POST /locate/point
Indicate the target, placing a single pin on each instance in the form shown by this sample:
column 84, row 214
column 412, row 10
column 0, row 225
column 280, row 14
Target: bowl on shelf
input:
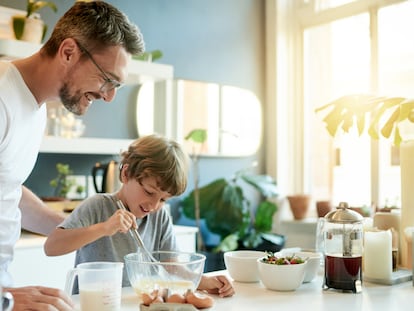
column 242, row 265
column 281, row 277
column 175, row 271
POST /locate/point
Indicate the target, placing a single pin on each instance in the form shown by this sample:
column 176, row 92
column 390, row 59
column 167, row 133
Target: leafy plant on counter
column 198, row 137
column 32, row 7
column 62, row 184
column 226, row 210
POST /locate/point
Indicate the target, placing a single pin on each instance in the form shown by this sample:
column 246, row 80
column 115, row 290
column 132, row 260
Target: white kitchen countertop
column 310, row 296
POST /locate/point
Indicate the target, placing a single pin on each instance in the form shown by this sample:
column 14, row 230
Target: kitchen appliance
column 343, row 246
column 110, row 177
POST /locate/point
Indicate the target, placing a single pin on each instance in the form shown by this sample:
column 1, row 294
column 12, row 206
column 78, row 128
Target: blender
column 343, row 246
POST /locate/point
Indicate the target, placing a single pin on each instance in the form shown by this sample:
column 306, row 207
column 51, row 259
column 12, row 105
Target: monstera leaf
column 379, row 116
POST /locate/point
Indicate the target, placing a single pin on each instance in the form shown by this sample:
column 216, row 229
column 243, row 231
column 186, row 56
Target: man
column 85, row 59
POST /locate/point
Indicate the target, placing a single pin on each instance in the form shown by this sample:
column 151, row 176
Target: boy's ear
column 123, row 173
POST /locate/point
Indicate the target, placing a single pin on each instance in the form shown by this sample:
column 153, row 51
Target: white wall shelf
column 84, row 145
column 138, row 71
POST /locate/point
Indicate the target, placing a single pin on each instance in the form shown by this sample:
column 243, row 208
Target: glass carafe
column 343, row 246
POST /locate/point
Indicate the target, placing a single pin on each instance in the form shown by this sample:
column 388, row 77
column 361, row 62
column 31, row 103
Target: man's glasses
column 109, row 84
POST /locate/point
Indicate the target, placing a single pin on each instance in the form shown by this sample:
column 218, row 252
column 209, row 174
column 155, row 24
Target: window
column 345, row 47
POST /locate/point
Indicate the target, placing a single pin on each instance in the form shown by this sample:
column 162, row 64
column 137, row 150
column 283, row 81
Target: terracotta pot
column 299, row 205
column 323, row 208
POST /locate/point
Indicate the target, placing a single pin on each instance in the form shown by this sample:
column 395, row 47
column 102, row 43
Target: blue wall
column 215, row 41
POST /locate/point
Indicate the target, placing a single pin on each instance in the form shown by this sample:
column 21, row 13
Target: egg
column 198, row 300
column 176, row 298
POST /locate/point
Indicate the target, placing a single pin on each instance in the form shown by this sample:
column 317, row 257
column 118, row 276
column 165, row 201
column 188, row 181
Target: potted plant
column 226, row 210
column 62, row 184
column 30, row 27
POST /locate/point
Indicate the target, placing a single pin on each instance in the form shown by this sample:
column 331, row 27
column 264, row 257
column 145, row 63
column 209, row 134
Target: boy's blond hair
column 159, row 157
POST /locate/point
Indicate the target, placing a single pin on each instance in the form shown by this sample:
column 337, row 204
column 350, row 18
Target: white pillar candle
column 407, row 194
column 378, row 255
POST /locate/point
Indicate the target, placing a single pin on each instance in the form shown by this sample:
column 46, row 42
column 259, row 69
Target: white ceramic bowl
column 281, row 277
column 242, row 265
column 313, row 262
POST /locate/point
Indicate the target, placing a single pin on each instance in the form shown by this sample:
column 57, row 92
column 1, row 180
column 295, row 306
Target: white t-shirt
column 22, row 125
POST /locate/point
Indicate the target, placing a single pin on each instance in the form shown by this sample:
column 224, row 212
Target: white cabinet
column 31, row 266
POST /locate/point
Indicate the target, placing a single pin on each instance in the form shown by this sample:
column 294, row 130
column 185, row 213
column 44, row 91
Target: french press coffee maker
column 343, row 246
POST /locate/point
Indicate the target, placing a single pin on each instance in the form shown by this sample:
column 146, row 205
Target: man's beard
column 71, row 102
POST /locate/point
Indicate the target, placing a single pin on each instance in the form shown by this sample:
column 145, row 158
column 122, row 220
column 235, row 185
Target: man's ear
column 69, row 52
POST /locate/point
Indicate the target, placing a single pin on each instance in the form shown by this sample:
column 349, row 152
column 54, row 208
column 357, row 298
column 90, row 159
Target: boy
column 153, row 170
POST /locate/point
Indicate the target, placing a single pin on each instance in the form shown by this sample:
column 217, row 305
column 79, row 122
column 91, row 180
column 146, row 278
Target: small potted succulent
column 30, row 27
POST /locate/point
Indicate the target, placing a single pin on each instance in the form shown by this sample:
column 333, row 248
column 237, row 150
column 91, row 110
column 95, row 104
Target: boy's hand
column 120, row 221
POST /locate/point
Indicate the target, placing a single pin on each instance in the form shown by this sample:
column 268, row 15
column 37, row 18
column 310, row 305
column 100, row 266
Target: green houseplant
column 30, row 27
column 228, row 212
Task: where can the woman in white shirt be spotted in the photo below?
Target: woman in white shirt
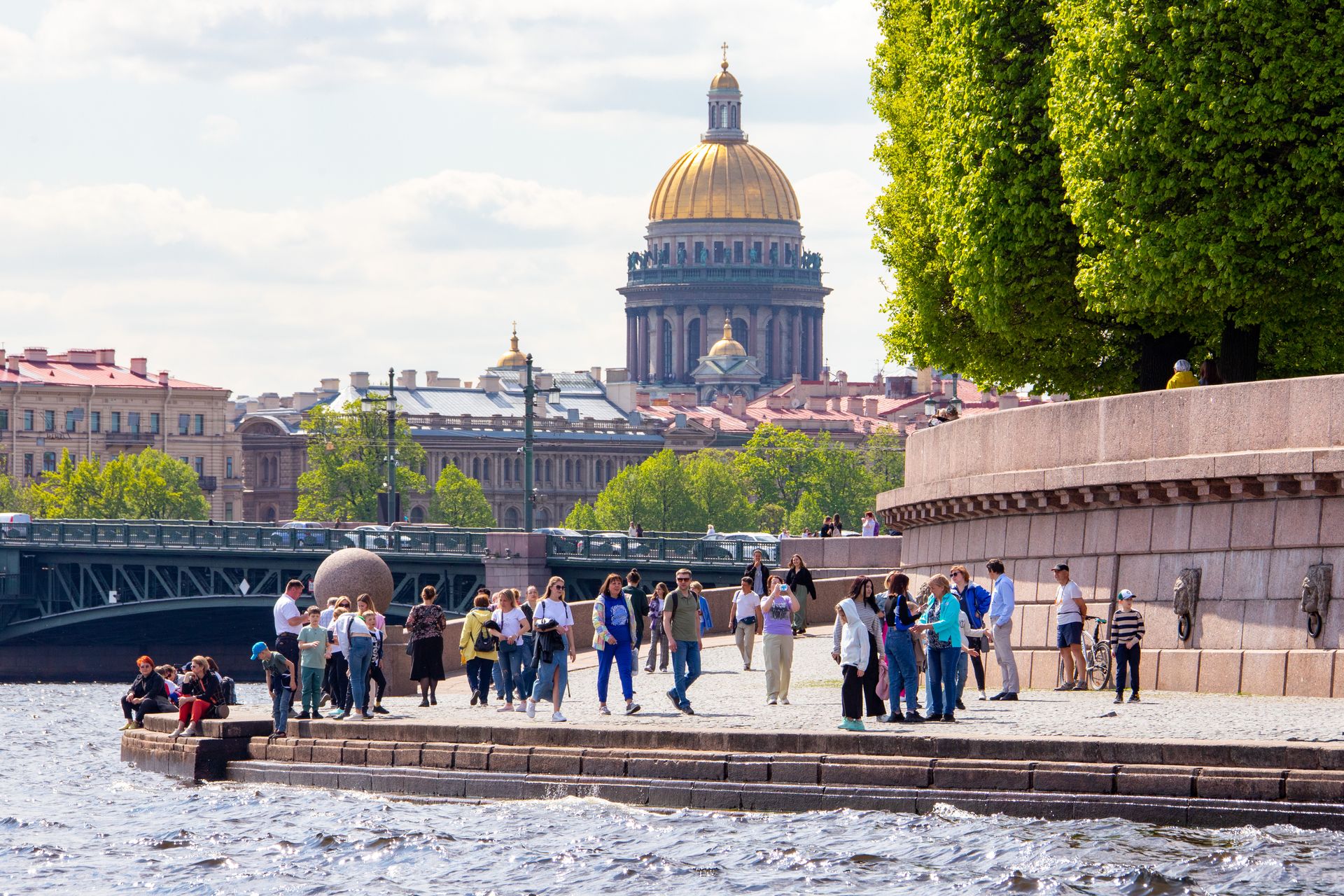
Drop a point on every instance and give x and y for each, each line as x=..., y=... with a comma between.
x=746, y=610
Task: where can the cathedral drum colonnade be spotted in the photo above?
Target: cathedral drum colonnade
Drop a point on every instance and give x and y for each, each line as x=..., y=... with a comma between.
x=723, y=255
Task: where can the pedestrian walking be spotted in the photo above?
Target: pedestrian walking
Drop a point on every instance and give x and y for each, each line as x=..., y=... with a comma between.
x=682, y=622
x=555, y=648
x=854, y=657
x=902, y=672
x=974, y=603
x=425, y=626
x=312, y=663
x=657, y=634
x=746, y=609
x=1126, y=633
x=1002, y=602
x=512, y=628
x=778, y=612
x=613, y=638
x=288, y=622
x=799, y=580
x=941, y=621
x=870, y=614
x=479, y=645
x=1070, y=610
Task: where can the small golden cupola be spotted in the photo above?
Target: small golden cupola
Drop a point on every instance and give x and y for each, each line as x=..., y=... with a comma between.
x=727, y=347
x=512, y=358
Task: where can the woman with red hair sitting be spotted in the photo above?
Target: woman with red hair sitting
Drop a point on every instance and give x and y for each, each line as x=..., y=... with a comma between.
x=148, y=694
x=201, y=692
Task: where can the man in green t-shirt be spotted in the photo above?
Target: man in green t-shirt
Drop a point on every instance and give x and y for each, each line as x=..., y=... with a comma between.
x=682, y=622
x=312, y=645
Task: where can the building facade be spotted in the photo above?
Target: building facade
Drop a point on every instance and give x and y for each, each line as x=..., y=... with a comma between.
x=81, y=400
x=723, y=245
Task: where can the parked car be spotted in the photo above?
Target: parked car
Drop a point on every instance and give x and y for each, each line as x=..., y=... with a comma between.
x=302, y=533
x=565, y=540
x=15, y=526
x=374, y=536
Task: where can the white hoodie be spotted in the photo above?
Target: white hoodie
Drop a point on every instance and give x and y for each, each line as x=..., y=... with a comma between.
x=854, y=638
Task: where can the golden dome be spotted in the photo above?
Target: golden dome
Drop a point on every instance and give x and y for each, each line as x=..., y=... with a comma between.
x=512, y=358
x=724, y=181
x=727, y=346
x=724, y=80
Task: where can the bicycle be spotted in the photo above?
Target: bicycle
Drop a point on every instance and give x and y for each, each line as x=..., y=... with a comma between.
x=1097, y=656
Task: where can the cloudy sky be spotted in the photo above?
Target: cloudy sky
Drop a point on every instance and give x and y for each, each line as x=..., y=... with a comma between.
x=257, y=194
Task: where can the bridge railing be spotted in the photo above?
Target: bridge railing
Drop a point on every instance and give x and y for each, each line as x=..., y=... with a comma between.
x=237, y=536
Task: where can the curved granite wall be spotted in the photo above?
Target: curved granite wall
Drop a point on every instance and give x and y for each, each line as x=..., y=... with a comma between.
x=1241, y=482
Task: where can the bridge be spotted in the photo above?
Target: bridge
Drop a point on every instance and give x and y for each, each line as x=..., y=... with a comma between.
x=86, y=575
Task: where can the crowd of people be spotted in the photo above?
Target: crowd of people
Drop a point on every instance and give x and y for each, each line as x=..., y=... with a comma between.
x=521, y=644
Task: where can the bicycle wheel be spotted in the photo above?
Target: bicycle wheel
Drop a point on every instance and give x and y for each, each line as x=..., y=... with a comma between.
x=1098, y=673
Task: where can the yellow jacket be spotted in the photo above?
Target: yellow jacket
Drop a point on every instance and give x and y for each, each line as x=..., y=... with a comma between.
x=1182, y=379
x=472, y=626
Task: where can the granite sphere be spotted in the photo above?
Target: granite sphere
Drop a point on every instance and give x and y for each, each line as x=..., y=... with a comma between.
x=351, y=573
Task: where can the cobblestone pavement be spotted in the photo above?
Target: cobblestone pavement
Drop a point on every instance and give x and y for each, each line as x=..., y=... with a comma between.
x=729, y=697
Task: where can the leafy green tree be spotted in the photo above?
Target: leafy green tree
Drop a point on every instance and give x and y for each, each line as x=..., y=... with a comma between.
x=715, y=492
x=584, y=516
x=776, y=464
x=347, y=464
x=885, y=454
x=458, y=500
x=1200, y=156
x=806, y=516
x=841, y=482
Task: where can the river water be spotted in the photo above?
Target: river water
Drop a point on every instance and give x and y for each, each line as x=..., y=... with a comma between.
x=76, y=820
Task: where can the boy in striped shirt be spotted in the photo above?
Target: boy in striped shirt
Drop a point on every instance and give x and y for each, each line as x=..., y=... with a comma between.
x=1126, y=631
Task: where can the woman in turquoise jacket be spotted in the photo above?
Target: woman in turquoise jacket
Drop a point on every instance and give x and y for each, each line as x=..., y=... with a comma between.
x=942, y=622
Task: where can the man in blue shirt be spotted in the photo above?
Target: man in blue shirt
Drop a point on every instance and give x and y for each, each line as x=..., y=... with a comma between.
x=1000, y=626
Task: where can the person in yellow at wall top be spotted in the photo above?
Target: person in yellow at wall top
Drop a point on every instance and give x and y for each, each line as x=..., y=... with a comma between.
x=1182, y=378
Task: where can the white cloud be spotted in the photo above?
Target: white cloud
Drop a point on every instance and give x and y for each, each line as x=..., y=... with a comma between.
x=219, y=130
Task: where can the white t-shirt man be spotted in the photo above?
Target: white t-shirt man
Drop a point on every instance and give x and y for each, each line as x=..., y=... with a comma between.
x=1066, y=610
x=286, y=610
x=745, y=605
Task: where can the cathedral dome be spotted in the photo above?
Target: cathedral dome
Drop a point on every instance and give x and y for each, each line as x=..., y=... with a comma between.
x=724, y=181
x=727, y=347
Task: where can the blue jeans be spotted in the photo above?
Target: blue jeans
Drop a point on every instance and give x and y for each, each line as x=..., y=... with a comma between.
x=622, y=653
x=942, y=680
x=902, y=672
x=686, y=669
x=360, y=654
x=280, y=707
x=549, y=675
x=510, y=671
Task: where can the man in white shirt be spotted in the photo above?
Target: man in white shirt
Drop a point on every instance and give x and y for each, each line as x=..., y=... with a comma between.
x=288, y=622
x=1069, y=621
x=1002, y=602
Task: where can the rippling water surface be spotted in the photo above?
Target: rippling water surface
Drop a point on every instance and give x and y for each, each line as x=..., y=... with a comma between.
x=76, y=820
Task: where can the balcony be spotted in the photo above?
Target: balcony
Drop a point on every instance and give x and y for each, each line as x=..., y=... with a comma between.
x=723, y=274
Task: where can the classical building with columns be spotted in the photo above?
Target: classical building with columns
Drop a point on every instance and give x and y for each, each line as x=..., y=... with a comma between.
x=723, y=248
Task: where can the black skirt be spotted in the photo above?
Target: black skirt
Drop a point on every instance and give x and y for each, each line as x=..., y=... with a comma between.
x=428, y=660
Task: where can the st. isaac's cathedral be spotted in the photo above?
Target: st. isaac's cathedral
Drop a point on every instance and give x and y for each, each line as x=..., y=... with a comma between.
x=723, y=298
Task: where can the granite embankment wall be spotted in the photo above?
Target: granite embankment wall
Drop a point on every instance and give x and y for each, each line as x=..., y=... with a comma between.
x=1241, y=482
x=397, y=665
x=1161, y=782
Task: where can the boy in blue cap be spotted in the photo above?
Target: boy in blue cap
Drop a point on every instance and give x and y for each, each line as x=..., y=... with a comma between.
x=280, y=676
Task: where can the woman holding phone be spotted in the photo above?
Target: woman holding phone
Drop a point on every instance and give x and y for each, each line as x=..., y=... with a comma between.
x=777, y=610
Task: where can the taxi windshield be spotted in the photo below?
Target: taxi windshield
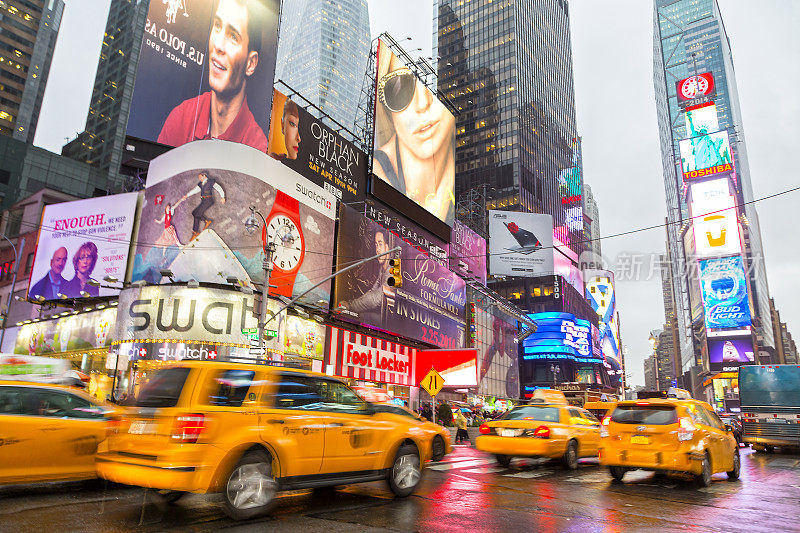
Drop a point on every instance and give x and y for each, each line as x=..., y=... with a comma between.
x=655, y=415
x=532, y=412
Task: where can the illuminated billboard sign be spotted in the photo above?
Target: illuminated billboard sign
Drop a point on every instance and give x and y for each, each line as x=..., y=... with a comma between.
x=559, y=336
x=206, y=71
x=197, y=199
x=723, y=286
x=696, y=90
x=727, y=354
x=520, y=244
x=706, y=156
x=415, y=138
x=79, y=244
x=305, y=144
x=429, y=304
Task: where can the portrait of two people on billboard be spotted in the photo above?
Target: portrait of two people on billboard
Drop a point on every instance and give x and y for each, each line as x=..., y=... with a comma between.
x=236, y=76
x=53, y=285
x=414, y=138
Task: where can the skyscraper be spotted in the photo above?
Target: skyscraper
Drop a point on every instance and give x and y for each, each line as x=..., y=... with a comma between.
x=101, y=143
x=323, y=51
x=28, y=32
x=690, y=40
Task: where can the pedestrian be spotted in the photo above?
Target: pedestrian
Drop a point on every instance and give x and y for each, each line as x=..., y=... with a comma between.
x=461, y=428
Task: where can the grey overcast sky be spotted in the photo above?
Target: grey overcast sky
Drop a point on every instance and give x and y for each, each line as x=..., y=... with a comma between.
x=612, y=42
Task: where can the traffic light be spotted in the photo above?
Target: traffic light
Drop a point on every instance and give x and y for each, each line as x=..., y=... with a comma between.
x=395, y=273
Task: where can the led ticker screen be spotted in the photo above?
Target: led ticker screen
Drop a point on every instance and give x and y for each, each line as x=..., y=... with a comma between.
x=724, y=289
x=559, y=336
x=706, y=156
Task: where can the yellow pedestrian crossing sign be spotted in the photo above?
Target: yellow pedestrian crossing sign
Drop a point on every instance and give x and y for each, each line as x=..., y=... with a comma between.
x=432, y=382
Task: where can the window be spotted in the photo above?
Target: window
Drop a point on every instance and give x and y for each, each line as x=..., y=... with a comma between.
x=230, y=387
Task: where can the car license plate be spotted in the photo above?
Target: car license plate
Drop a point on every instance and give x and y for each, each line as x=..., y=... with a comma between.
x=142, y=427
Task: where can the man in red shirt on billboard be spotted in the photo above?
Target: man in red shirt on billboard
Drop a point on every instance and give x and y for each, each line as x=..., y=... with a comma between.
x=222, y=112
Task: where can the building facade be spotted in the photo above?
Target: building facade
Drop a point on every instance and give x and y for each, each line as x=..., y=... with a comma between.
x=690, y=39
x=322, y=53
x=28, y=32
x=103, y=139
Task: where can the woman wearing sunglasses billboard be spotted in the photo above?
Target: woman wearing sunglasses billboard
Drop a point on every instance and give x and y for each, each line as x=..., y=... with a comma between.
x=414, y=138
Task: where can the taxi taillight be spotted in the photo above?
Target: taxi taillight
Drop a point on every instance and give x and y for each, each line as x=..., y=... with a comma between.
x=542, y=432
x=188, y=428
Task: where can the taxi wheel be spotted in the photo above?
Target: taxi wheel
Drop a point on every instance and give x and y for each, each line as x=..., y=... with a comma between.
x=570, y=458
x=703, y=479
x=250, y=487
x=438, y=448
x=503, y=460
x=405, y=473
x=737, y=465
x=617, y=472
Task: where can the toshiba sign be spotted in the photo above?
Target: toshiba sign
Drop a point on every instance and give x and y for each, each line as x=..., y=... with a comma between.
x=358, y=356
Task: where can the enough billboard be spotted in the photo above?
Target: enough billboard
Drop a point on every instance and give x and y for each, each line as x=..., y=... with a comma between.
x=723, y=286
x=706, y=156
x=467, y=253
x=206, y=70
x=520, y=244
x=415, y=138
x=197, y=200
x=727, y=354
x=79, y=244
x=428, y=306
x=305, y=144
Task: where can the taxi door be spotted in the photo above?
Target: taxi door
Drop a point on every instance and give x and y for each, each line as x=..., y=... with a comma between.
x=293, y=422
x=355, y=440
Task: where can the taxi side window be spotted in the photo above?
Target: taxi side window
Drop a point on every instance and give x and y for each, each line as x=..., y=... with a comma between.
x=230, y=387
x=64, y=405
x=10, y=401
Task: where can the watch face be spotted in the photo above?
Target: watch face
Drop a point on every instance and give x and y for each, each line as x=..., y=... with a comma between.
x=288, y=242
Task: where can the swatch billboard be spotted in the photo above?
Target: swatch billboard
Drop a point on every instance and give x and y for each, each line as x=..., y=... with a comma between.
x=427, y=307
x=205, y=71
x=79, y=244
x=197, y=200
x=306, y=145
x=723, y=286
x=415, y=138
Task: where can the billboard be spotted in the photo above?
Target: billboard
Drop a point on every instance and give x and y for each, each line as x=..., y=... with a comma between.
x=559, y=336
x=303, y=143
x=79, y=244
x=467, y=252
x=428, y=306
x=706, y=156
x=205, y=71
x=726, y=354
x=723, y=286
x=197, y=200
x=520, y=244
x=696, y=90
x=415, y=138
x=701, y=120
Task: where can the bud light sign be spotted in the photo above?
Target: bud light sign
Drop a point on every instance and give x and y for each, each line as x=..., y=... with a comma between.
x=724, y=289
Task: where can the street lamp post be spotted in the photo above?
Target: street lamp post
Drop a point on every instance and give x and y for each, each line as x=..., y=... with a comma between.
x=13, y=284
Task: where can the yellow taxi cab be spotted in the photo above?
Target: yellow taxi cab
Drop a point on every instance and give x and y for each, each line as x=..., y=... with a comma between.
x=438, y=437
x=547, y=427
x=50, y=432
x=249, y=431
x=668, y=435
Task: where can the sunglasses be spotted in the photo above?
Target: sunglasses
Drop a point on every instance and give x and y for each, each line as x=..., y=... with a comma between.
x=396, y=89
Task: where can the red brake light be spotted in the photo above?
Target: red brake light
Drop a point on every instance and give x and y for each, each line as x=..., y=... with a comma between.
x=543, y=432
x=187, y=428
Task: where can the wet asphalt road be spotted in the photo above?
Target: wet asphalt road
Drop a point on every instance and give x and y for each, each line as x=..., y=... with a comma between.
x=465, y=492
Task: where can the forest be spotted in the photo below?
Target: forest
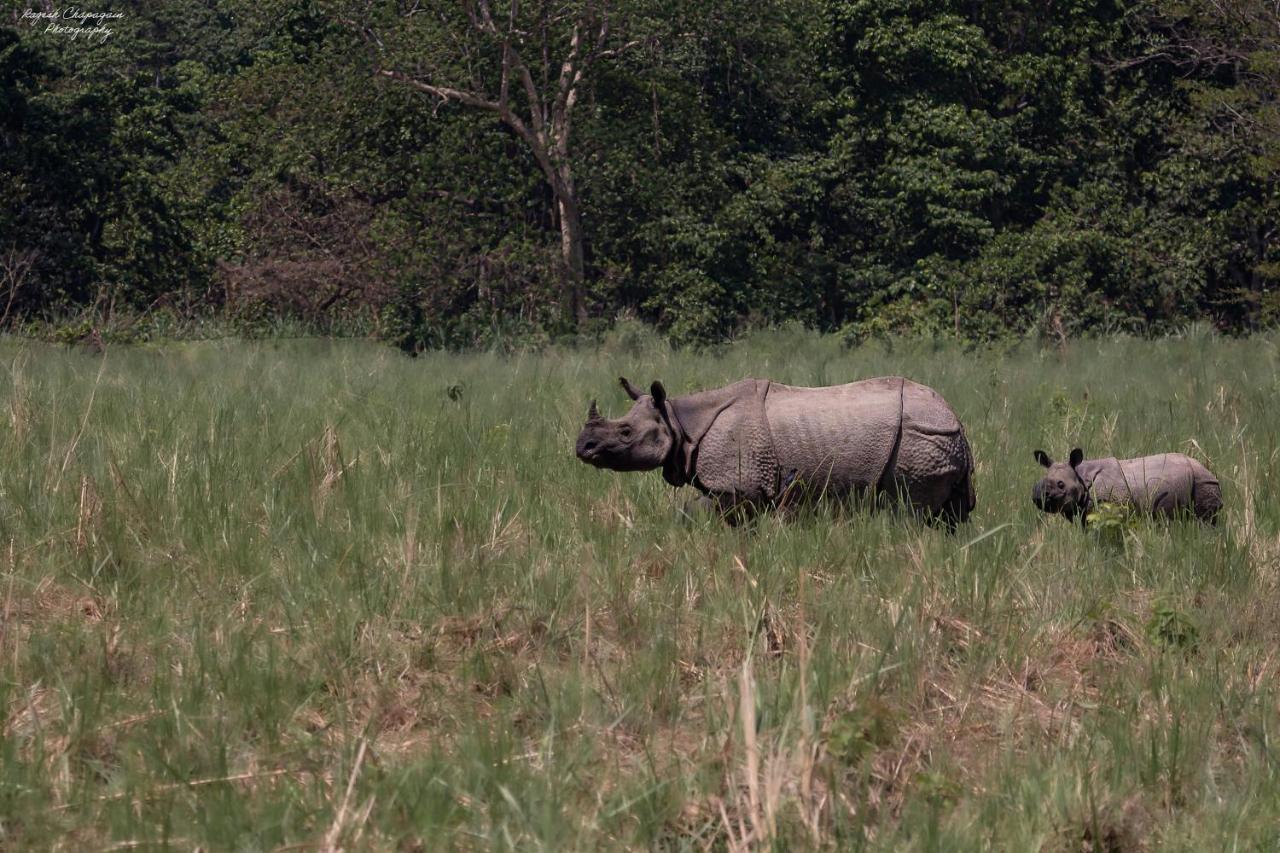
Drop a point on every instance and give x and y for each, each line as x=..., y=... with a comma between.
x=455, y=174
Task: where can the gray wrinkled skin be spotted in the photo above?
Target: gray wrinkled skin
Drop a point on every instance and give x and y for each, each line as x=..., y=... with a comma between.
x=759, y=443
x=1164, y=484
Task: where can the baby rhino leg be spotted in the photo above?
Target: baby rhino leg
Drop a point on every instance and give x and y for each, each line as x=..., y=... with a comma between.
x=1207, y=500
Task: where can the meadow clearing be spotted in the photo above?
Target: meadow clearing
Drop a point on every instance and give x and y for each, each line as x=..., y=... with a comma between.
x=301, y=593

> **Exercise directions**:
Every line above from the line with "column 14, row 230" to the line with "column 162, row 64", inclusive, must be returned exactly; no other line belongs in the reply.

> **Task output**:
column 14, row 230
Target: kitchen appliance
column 343, row 246
column 110, row 177
POST /locate/point
Indicate the target, placing a single pin on each instance in the form shown by this sample:
column 1, row 294
column 12, row 206
column 78, row 128
Target: blender
column 343, row 246
POST /locate/point
Indicate the target, placing a single pin on each instance in the form shown by this sample:
column 306, row 207
column 51, row 259
column 12, row 105
Target: monstera leaf
column 379, row 116
POST /locate/point
Indicate the target, placing a single pin on each instance in the form shown by this sample:
column 216, row 229
column 243, row 231
column 186, row 56
Target: man
column 85, row 59
POST /locate/point
Indicate the target, placing a single pin on each instance in the form shown by this sample:
column 151, row 176
Target: boy's ear
column 123, row 173
POST /locate/point
Indicate the target, placing a single pin on each instance in the form shown by this sample:
column 153, row 51
Target: white wall shelf
column 84, row 145
column 138, row 71
POST /locate/point
Indicate the target, placing a single pin on each instance in the form shown by this sample:
column 243, row 208
Target: glass carafe
column 343, row 246
POST /locate/point
Indicate the target, placing a single pin on each instance in the form shown by this sample:
column 388, row 77
column 361, row 62
column 31, row 103
Target: man's glasses
column 109, row 84
POST /locate/point
Indicate the target, placing a single pin on each instance in the form shown by this sample:
column 218, row 252
column 209, row 174
column 155, row 24
Target: window
column 345, row 47
POST /locate/point
Indicate the target, placing a single pin on each instance in the form shown by this sample:
column 162, row 64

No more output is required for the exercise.